Given data |
================
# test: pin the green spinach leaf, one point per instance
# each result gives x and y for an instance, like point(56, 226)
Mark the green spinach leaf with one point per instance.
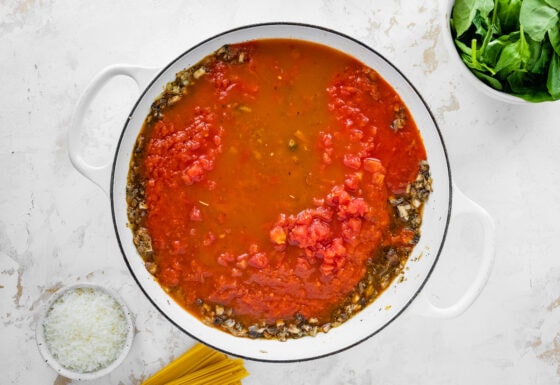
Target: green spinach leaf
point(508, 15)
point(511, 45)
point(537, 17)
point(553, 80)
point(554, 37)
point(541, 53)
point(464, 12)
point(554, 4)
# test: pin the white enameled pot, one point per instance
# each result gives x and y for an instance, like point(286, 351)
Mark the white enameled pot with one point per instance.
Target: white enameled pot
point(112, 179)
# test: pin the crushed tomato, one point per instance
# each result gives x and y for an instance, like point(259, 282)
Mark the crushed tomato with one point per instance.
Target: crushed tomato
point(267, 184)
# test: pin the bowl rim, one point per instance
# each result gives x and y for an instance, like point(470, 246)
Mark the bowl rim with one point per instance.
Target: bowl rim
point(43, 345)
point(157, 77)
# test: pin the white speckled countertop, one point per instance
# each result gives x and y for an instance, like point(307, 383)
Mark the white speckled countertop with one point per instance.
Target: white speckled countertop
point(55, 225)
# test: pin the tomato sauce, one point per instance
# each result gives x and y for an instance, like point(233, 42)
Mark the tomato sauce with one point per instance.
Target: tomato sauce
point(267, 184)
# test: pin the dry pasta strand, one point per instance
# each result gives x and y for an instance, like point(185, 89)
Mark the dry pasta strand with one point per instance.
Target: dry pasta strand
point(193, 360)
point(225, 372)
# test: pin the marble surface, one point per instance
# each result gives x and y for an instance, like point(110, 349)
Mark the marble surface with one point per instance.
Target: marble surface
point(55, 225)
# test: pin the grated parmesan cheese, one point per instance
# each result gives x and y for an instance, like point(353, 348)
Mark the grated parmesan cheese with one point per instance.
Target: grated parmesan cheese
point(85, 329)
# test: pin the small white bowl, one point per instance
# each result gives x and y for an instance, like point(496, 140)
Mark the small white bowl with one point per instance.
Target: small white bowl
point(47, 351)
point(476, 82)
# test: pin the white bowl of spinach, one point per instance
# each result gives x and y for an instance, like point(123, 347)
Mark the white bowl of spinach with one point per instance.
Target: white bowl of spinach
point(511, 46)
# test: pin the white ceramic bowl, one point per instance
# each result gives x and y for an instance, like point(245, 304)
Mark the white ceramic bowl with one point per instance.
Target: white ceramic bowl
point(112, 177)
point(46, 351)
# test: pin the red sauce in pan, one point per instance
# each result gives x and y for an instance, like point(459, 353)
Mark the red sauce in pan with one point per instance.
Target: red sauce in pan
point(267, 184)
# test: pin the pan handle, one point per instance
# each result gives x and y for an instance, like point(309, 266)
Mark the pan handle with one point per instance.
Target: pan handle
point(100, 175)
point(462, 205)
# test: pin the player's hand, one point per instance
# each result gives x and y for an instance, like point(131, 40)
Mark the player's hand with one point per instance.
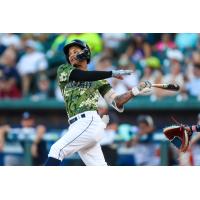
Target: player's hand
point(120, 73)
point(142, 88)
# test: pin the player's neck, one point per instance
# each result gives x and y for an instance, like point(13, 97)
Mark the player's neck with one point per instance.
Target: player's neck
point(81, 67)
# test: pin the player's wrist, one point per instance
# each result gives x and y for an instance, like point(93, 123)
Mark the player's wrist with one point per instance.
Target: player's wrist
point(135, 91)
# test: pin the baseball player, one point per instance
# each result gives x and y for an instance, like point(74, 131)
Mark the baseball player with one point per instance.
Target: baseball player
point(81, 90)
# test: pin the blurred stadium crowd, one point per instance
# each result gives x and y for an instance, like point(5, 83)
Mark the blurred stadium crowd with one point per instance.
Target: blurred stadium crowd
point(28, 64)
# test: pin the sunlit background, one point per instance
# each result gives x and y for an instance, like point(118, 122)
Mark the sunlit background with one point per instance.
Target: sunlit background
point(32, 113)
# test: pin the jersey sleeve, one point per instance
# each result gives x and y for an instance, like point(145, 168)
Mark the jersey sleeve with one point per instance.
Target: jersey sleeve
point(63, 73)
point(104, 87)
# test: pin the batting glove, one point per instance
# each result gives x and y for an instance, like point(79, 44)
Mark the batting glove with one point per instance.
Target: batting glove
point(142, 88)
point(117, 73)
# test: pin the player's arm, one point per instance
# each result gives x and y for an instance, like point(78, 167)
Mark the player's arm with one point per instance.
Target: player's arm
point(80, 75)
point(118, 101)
================
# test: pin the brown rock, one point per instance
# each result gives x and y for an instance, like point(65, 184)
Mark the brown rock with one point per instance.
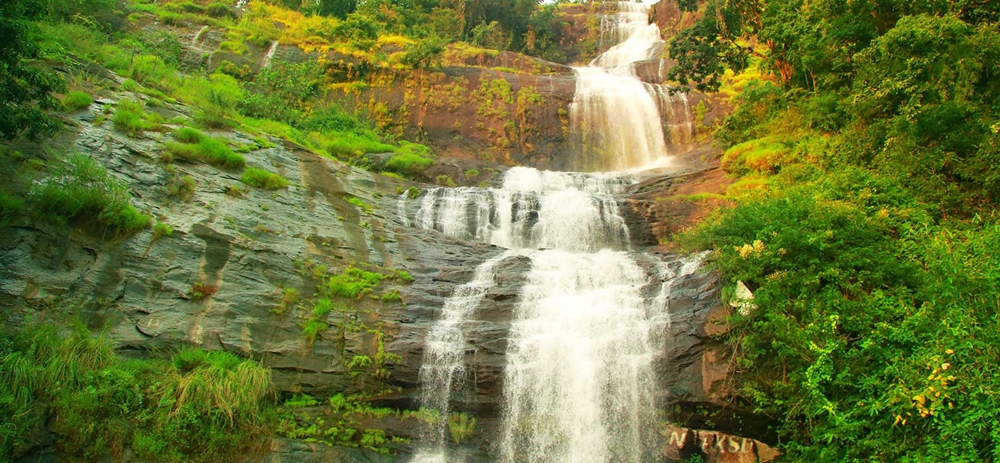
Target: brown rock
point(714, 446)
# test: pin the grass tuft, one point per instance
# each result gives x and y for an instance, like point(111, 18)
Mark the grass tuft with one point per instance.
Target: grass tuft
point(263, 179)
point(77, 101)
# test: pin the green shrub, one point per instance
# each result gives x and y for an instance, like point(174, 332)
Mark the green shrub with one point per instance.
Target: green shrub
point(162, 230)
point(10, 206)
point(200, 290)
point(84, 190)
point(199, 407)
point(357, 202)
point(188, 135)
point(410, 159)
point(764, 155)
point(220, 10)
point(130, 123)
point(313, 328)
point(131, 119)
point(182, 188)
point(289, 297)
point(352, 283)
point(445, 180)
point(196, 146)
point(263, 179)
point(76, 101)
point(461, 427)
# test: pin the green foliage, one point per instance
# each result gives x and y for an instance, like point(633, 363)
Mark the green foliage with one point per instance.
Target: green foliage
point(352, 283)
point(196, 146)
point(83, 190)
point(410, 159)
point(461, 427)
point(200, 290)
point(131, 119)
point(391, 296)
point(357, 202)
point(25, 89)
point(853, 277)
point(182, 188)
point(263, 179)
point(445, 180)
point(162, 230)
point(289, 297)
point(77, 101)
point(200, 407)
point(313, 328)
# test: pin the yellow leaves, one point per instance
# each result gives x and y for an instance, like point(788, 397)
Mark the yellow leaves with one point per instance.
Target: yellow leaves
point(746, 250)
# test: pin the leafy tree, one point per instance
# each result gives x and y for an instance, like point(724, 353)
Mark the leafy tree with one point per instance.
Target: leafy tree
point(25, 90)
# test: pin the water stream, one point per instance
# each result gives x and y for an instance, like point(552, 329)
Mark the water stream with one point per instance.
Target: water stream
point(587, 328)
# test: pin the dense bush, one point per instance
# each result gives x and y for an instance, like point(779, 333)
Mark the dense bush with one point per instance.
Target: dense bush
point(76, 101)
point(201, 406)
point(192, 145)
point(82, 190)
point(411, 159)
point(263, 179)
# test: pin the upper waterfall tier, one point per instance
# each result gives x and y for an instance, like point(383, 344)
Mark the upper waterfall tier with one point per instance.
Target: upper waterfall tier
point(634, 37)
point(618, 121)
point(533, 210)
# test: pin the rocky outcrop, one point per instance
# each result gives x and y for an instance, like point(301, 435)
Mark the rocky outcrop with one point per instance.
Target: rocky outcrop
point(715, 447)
================
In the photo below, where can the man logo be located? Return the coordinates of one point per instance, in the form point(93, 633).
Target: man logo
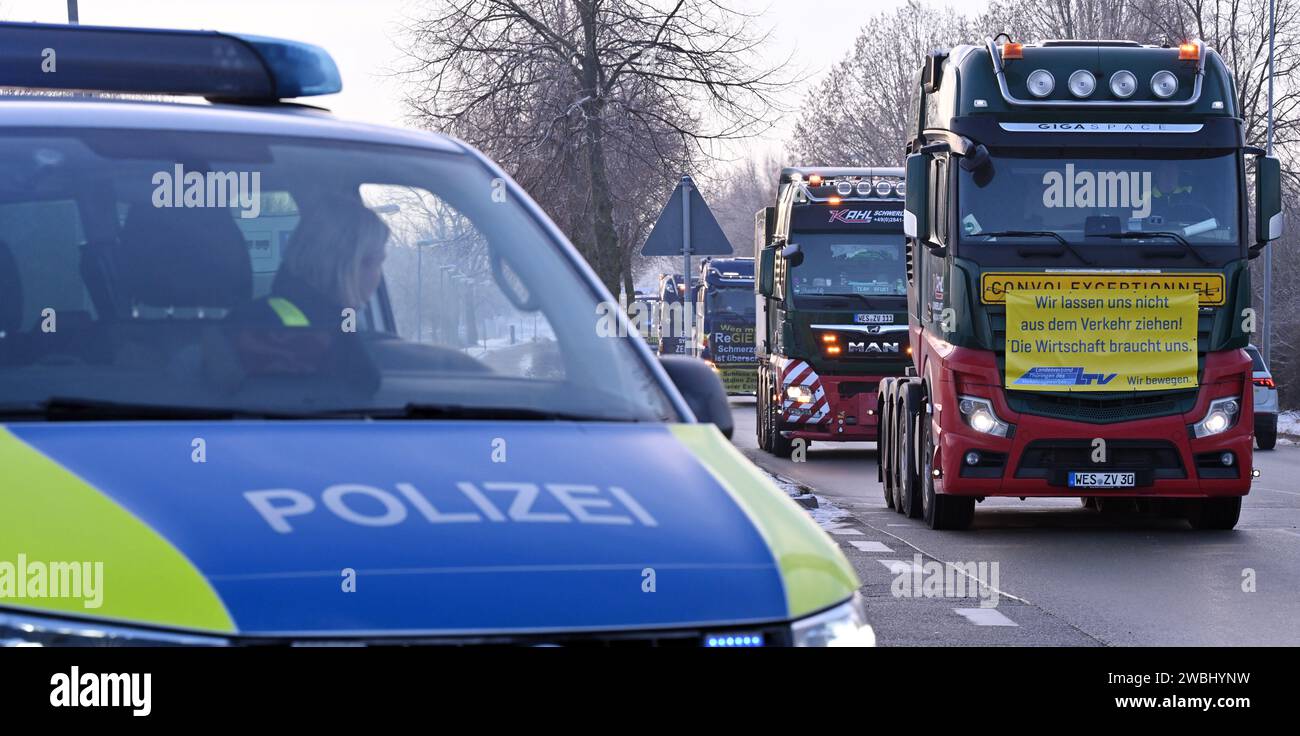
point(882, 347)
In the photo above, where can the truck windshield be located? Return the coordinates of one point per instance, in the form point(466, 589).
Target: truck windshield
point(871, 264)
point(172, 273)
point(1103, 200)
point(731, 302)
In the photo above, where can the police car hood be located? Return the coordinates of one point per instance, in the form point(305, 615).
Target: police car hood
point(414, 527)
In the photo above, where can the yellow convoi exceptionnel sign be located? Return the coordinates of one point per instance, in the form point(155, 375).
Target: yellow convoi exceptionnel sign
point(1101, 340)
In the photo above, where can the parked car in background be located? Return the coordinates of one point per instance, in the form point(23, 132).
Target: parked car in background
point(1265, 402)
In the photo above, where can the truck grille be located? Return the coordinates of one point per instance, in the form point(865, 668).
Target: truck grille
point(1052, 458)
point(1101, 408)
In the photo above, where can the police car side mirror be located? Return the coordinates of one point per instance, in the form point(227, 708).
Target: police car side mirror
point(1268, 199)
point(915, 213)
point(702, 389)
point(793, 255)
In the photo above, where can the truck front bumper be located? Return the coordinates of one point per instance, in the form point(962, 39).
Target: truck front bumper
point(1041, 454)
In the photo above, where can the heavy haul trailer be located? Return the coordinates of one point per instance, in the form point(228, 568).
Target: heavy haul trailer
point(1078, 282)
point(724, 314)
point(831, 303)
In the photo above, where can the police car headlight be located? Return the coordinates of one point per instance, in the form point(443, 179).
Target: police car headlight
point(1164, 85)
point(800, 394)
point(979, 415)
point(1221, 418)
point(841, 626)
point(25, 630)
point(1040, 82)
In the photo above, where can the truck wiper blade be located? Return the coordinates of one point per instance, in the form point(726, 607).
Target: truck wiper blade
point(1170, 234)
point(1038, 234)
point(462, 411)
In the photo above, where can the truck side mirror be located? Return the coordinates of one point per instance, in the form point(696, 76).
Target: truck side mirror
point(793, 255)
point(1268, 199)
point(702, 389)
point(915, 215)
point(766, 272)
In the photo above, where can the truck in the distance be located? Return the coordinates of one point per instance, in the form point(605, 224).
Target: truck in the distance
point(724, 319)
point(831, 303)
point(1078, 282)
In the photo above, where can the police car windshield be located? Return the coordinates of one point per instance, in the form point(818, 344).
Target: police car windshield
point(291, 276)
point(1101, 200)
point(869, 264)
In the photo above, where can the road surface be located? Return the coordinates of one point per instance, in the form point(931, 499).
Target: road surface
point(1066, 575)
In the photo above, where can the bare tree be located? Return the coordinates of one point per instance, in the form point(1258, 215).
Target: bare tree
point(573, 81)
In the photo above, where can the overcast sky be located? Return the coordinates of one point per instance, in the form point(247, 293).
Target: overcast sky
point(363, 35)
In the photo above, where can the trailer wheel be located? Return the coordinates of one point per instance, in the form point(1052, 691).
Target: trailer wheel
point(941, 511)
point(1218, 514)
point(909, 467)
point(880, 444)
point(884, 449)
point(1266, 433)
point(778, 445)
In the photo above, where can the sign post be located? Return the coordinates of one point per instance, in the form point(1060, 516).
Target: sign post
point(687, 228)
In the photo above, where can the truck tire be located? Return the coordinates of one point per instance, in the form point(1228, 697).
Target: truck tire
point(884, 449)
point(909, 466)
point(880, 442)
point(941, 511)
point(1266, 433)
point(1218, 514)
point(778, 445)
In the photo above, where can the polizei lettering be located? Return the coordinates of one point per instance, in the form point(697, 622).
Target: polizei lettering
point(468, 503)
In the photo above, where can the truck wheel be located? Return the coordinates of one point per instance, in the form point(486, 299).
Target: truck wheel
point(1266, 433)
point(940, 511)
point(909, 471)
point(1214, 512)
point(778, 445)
================
Brief |
Report how many lines of the material contain the string "sign". Give only the number.

Solution to this exercise |
4